◆ Instructions for the task ◆
Reproduce verbatim the stretch of the data from the line containing "Task: Tag the black" through the end of the data, both ends included, and nothing else.

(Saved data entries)
= = =

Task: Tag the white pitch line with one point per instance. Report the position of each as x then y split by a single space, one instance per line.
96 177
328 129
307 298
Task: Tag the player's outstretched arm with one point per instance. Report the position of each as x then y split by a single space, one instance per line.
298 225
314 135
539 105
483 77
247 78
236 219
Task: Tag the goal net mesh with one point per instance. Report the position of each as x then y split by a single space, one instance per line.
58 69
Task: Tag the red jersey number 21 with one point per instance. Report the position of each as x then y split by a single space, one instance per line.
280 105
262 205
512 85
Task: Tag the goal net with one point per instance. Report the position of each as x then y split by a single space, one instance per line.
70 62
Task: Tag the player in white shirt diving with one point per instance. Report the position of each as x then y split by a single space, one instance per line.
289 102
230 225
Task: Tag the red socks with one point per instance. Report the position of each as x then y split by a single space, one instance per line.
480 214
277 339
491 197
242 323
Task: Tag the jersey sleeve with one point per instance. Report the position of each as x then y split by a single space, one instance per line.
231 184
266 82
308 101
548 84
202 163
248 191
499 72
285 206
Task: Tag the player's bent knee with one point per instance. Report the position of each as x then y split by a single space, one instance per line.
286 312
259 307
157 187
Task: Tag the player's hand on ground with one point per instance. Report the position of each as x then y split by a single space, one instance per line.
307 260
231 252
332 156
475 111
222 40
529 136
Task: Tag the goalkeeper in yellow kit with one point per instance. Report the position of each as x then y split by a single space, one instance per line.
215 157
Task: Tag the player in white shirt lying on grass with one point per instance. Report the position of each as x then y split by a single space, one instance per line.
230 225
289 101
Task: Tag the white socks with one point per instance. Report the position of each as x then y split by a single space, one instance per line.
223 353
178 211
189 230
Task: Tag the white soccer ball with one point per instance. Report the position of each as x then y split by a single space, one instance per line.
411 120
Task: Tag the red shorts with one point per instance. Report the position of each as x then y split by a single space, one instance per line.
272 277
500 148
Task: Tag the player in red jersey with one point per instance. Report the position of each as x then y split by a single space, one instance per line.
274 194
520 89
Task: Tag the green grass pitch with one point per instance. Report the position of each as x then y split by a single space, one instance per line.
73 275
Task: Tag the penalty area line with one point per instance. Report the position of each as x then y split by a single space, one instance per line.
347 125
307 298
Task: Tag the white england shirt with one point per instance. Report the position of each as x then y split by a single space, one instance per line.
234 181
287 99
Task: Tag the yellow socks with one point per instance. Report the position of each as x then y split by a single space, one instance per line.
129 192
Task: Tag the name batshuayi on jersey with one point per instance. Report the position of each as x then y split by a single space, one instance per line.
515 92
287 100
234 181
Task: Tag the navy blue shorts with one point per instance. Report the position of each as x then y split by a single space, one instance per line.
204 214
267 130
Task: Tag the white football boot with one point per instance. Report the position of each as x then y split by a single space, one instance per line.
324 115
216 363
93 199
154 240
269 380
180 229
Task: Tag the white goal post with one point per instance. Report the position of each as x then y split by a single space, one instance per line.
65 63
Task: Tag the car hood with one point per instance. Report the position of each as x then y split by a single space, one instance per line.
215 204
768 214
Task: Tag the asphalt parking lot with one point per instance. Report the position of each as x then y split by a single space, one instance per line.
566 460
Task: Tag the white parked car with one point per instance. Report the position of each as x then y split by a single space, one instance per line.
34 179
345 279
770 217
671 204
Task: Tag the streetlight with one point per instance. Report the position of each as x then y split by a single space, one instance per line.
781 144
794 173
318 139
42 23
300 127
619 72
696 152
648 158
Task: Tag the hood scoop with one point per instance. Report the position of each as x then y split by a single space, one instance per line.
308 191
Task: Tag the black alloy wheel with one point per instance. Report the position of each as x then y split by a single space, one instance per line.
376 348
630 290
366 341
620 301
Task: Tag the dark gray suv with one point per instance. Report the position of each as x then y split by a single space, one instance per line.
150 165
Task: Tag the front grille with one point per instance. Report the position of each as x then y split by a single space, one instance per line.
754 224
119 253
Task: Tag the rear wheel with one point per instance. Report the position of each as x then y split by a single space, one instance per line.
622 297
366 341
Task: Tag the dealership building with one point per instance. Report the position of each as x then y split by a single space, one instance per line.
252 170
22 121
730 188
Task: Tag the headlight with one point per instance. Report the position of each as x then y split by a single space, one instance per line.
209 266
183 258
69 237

= = =

◆ Solution ◆
Task: Tag the black alloy wheel with one point per instance. Report the position of each as x then y split by a single space, one instance per line.
376 348
630 290
366 341
620 301
Task: Tag the dark gray suv with one point per instance. Report the position of each as x then y split by a single space, one instance per line.
150 165
Task: Tag the front grille with one point per instance. Report the position of each as x then y split by a single space, one instance per line.
754 224
119 253
Task: Tag the rear wheel with one point per instance. Report the position of each as x then y split by a single space, one instance per line.
622 297
366 341
Task: Tag the dealership building with one point per instance. Report the position of each as x then y split by a single space, one instance per line.
252 170
22 121
730 188
Task: Tag the headlight with one point per instance. Report the position of each as x then y split by a single space, one instance per line.
209 266
183 258
69 237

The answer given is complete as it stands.